Rows from a box labeling dataset:
--- start ---

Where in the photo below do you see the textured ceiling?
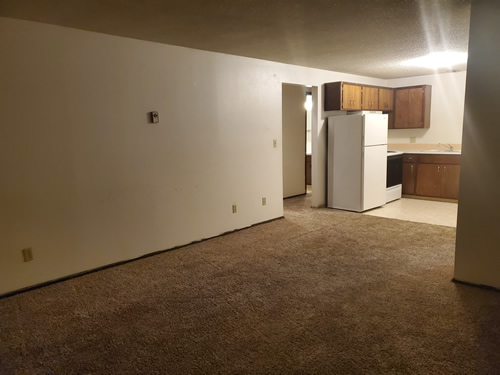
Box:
[0,0,471,79]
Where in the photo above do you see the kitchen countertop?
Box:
[387,150,462,156]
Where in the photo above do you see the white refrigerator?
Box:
[327,112,388,212]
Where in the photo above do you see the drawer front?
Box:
[403,154,418,163]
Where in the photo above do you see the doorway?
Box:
[282,83,313,198]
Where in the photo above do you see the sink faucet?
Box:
[438,143,453,151]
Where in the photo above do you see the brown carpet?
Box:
[0,198,500,374]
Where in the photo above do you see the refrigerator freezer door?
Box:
[363,114,388,146]
[362,145,387,211]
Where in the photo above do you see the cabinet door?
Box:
[408,87,424,128]
[403,163,417,195]
[415,164,443,198]
[441,165,460,199]
[342,83,361,110]
[361,86,378,110]
[378,88,394,111]
[394,89,410,129]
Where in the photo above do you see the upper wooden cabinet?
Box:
[378,87,394,111]
[341,83,361,109]
[324,82,361,111]
[394,85,431,129]
[324,82,394,111]
[361,86,379,111]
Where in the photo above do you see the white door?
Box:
[363,114,388,146]
[363,145,387,211]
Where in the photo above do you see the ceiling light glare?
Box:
[403,52,467,69]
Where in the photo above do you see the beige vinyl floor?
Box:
[307,185,458,227]
[364,198,458,227]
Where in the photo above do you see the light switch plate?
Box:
[150,111,160,124]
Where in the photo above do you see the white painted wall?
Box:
[455,0,500,288]
[281,84,306,198]
[387,72,466,145]
[0,18,385,294]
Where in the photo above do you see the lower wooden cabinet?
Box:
[403,162,417,195]
[403,154,460,199]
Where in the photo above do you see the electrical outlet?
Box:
[22,247,33,262]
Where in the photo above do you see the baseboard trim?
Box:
[0,216,284,300]
[401,194,458,203]
[451,278,500,292]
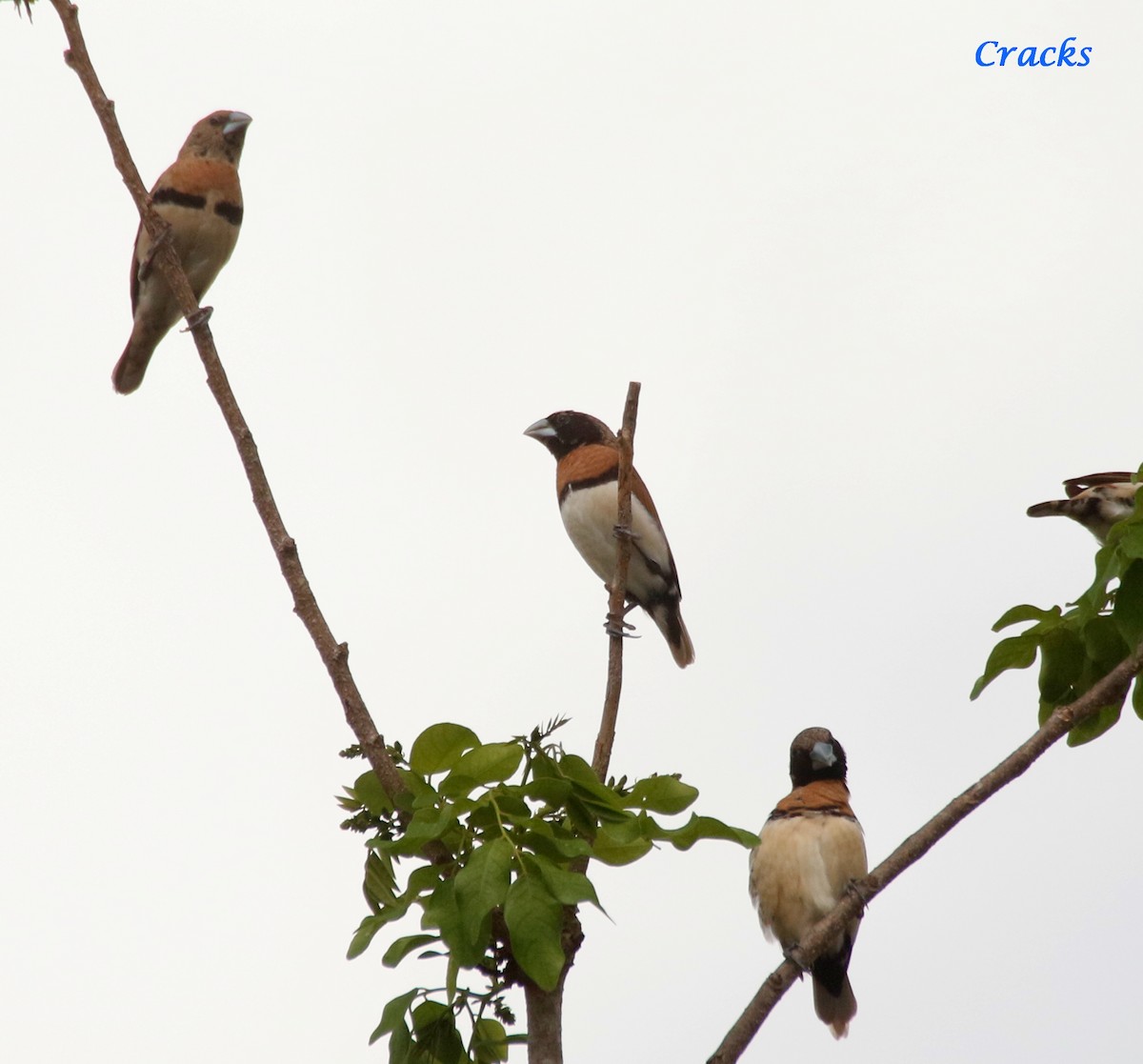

--- end ---

→ WHAT YOU SHOULD DO: Return the stretch from the line containing "Where in the photo above do you see the baseboard" through the end of the lines above, reproduced exactly, with any pictures left out.

→ EXERCISE RESULT:
Where in the photo above do you see the baseboard trim?
Box:
[0,216,284,300]
[401,194,458,203]
[451,278,500,292]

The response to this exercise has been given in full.